* **PAGE EXCERPT**:
The military outcome is thus a complete reset of the local balance of power to Israel’s advantage. Hamas launched the attacks of 7 October unilaterally, hoping to draw fraternal groups into the war. Only Hezbollah half did so, firing rockets but not committing ground troops. The second strategic miscalculation by Hamas was to underestimate Israel’s will and determination to destroy Hamas and Hezbollah as security threats. International calls for immediate and unconditional ceasefire and urgings not to go into Rafah proved counterproductive. Given the monstrous scale of 10/7, to Israelis the calls for ceasefire separated true from fair-weather friends for two reasons. For one, Western youth and countries, under the impact of changing electoral demographics with mass influxes of Muslims, were deserting Israel and softening on fighting antisemitism in their own populations. Antisemitism has become structurally embedded in Western societies through the rise of critical race theory and intersectionality which imposes a binary divide between oppressors and oppressed and lumps Jews among the front rank of oppressors. The intergenerational shift in sentiments to increased hostility towards Jews drove home the realisation that time is against Israel.
Military gains notwithstanding, however, Hamas stays in power as the de facto governing authority of Gaza. The ceasefire deal snatches political defeat from the jaws of military triumphs for Israel. In an interview with the New York Times magazine on 4 January, Secretary of State Antony Blinken admitted that, ‘whenever there has been public daylight between the United States and Israel and the perception that pressure was growing on Israel… Hamas has pulled back from agreeing to a ceasefire and the release of hostages’. The hostages-prisoners swap and continued Hamas hold on Gaza will have several deleterious consequences. It condemns Palestinians to ongoing autocratic, corrupt and self-serving rule by Hamas which will continue to marinate the population in Jew hatred. The demonstrable lack of tough love on the part of Western governments in demanding urgent ceasefires instead of encouraging Israel to finish the job of defenestrating Hamas from Gaza is compounded with massive international aid for Gaza reconstruction. Having successfully displaced responsibility for all lives lost in the war to Israel, Hamas is once again shielded also from the economic consequences of initiating war. It will replenish its depleted coffers by siphoning off humanitarian aid to rebuild its military, tunnels and terror infrastructure.

* **GIVEN EXERCISE**: Check each statement against the Gaza ceasefire commentary, answering yes or no and quoting the words that decide it. 1. Hezbollah sent ground troops into the war. 2. Antony Blinken gave an interview to the New York Times magazine on 4 January. 3. Hamas remains the de facto governing authority of Gaza.

* **ENTRIES PROVIDED**:

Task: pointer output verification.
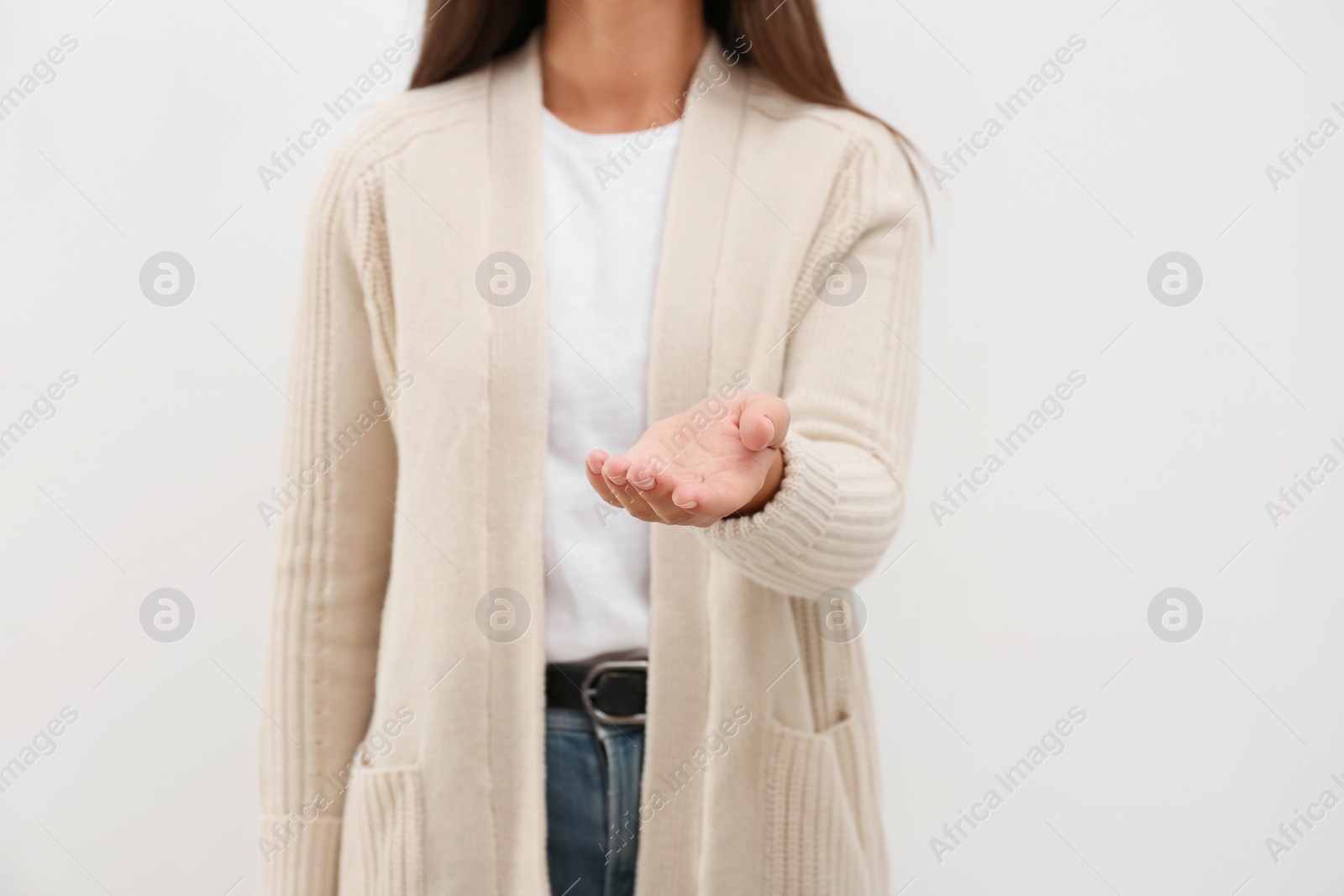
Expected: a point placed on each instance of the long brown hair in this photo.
* * *
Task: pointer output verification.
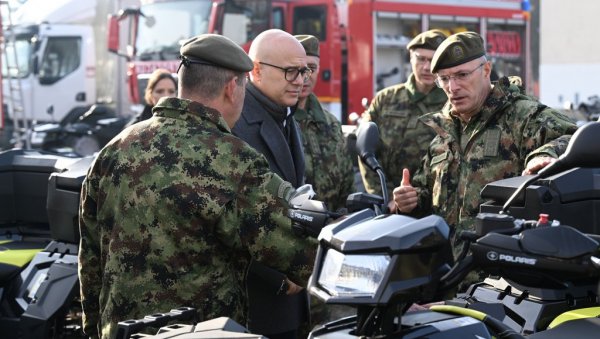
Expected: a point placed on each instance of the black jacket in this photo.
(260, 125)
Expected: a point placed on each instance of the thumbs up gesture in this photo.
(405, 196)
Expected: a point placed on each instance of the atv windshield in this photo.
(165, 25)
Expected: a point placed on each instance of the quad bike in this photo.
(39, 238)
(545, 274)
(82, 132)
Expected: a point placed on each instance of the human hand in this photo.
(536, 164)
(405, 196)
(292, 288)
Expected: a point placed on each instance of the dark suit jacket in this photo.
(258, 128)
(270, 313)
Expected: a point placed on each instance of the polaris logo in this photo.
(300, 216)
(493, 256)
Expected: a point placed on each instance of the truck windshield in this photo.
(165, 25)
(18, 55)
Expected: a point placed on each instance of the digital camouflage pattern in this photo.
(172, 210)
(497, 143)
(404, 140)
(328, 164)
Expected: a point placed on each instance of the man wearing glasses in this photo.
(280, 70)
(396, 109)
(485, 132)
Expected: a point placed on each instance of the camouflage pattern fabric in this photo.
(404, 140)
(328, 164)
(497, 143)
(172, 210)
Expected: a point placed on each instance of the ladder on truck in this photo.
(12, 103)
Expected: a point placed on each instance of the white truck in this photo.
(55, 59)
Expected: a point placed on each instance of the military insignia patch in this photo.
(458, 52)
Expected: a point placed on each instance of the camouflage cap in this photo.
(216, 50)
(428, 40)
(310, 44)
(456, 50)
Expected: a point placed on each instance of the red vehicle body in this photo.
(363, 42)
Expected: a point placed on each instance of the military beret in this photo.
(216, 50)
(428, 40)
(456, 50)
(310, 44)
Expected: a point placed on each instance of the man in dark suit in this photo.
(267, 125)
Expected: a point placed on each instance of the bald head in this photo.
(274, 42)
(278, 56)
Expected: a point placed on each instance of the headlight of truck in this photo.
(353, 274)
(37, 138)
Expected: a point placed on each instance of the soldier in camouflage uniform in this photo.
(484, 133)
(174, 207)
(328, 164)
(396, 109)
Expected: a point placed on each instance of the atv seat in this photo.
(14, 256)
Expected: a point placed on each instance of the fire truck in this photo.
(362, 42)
==
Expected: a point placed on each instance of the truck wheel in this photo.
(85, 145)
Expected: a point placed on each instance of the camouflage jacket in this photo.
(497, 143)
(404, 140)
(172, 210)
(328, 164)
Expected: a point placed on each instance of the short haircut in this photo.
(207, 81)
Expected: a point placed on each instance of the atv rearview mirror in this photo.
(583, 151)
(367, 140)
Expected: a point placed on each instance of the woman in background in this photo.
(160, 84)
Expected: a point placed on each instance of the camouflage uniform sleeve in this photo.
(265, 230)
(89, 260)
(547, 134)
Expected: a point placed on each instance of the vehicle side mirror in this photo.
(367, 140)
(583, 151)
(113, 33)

* **WORKED SOLUTION**:
1. No: "firing rockets but not committing ground troops"
2. Yes: "In an interview with the New York Times magazine on 4 January, Secretary of State Antony Blinken admitted"
3. Yes: "Hamas stays in power as the de facto governing authority of Gaza"